-------- Records to process --------

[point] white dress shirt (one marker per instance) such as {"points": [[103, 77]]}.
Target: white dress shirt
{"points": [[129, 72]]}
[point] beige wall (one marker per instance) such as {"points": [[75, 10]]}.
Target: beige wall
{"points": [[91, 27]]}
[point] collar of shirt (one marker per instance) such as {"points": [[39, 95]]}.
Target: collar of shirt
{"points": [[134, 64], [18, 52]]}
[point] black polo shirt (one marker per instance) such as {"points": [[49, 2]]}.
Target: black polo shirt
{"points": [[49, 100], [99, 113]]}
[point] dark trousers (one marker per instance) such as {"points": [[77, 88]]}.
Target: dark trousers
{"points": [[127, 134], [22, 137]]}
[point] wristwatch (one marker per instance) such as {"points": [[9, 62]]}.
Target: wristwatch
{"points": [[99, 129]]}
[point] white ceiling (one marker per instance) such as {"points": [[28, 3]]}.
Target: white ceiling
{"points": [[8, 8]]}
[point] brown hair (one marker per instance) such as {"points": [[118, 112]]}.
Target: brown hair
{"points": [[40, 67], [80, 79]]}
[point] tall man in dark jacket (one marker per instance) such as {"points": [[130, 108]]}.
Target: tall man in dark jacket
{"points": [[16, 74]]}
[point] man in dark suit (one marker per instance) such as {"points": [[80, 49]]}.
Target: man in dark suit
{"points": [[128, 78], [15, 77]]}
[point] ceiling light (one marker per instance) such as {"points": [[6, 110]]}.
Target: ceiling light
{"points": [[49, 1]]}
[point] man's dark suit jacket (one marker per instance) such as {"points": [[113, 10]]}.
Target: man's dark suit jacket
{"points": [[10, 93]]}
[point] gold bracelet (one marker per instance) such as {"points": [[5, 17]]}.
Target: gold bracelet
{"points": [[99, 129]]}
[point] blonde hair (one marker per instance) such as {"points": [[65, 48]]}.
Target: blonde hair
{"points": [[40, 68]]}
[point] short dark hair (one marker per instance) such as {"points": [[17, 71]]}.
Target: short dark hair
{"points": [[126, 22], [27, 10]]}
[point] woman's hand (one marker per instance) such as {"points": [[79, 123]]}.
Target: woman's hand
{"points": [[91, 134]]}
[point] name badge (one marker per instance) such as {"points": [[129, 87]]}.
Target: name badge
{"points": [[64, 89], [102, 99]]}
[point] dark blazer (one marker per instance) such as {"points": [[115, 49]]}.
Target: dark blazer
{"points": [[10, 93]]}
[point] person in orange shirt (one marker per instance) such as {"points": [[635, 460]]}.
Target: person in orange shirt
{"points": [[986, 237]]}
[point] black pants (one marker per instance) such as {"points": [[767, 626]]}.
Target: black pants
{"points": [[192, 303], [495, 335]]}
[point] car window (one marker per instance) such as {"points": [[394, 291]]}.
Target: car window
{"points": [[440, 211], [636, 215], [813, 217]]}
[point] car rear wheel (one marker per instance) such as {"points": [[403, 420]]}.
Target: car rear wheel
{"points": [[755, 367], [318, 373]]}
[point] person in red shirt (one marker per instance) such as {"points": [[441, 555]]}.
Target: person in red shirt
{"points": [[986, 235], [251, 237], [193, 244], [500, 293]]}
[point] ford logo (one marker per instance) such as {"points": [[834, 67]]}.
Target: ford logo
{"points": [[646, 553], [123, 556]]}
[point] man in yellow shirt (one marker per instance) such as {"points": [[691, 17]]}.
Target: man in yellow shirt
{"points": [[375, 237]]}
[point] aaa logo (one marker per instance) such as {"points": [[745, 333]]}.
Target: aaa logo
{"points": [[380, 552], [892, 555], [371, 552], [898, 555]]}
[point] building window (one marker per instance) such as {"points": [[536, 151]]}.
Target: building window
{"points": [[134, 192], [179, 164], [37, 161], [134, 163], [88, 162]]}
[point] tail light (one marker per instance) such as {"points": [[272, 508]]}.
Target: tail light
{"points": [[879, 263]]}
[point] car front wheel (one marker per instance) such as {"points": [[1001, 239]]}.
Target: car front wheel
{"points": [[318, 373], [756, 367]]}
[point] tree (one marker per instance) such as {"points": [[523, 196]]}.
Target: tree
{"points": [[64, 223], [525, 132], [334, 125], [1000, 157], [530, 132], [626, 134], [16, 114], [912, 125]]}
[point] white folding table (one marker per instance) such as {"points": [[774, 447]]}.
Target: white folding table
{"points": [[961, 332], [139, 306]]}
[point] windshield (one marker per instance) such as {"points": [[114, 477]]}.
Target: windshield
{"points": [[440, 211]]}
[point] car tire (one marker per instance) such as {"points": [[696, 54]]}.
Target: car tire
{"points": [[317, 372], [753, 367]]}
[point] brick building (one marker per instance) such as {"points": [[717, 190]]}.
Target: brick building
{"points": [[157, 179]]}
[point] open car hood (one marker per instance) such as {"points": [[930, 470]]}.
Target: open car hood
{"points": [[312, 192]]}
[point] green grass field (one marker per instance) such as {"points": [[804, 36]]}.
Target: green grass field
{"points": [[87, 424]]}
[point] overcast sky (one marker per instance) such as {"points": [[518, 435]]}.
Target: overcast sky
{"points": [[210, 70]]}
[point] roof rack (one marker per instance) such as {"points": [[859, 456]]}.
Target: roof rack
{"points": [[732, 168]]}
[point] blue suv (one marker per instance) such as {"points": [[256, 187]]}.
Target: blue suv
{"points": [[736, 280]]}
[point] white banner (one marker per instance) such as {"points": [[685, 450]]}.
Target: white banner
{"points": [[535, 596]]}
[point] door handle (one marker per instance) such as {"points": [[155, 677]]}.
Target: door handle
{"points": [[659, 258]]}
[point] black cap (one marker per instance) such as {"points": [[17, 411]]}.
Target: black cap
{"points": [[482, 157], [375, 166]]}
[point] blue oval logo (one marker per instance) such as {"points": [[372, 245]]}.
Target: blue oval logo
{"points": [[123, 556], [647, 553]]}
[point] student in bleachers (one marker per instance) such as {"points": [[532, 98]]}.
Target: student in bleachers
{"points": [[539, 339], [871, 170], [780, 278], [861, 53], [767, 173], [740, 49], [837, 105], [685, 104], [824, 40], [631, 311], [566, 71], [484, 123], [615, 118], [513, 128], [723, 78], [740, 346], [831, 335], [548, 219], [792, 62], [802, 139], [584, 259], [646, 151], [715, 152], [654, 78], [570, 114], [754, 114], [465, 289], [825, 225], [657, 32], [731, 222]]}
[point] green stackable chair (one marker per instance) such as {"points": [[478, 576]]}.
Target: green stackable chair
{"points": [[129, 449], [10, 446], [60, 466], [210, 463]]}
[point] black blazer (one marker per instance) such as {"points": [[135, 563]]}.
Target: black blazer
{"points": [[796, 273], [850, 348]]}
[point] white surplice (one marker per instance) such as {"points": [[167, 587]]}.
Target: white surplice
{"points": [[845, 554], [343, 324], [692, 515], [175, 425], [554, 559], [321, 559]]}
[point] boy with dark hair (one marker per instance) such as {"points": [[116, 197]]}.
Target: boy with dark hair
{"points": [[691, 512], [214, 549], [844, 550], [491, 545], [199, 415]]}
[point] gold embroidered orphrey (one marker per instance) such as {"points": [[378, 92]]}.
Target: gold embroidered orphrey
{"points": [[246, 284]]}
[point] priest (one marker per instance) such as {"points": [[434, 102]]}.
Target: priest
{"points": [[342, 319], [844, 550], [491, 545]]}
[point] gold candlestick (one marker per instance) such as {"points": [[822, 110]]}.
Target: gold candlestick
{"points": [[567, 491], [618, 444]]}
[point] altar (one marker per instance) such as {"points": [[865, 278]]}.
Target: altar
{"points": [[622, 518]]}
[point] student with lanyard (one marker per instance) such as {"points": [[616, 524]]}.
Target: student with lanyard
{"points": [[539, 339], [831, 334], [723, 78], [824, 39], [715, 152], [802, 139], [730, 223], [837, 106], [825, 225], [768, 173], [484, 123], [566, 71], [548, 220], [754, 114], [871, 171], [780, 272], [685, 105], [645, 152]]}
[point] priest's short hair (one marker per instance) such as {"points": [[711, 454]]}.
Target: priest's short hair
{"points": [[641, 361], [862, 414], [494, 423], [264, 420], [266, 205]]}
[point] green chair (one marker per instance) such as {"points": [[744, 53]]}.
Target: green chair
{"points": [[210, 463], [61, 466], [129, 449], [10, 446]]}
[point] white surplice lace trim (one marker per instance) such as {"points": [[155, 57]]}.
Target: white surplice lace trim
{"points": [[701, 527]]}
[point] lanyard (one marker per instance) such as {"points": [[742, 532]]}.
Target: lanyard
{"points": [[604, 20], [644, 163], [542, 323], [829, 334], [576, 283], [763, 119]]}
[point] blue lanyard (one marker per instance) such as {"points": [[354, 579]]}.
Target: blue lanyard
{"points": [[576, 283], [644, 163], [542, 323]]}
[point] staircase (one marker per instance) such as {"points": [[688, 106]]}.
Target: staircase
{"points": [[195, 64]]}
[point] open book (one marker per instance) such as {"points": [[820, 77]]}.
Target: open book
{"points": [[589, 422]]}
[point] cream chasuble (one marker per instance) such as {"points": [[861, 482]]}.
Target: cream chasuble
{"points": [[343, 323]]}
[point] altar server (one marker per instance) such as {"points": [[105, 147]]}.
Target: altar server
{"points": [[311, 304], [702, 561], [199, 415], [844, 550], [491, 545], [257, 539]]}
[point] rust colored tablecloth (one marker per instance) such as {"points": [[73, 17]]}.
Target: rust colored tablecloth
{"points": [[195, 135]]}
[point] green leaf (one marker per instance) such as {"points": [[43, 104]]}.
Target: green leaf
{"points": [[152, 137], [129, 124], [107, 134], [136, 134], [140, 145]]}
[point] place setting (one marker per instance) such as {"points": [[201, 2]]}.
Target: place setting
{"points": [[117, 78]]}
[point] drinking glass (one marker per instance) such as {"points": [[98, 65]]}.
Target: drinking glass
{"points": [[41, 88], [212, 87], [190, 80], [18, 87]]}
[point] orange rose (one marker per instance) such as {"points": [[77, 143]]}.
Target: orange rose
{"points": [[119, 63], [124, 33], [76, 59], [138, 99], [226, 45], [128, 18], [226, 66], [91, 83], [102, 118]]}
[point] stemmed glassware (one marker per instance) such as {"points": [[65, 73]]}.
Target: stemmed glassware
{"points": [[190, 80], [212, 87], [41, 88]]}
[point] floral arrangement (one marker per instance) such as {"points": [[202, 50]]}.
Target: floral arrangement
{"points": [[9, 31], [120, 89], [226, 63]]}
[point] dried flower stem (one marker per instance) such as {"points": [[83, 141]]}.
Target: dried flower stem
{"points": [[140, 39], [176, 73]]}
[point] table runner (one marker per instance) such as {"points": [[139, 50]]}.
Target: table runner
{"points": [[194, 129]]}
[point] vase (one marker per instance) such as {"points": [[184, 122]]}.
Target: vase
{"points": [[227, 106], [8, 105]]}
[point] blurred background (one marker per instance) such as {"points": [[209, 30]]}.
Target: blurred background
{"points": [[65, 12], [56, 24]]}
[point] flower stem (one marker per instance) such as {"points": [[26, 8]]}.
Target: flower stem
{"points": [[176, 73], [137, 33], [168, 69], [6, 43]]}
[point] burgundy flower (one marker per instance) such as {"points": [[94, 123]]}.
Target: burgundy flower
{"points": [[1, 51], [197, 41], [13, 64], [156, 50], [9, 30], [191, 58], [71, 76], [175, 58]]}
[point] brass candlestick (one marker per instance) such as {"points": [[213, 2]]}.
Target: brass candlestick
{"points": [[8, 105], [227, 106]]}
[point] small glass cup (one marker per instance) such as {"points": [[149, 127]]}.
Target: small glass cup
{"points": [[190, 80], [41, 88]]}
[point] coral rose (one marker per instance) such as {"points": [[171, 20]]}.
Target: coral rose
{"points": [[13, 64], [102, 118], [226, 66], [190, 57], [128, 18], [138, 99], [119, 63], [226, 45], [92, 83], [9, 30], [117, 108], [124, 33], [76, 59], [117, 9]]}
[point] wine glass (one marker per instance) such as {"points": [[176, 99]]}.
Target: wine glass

--------

What the task asks.
Copy the stretch of the records above that runs from the line with "[point] open car" through the line with "[point] roof rack". Both end lines belong in the copy, and nothing else does.

Written solution.
[point] open car hood (one marker per instance) such as {"points": [[930, 470]]}.
Target: open car hood
{"points": [[312, 192]]}
[point] green grass field (one marker per instance) such as {"points": [[804, 36]]}.
Target: green grass field
{"points": [[87, 424]]}
[point] overcast sky (one marker per instance) such as {"points": [[518, 435]]}.
Target: overcast sky
{"points": [[210, 70]]}
[point] roof rack (one marker per instance) such as {"points": [[859, 456]]}.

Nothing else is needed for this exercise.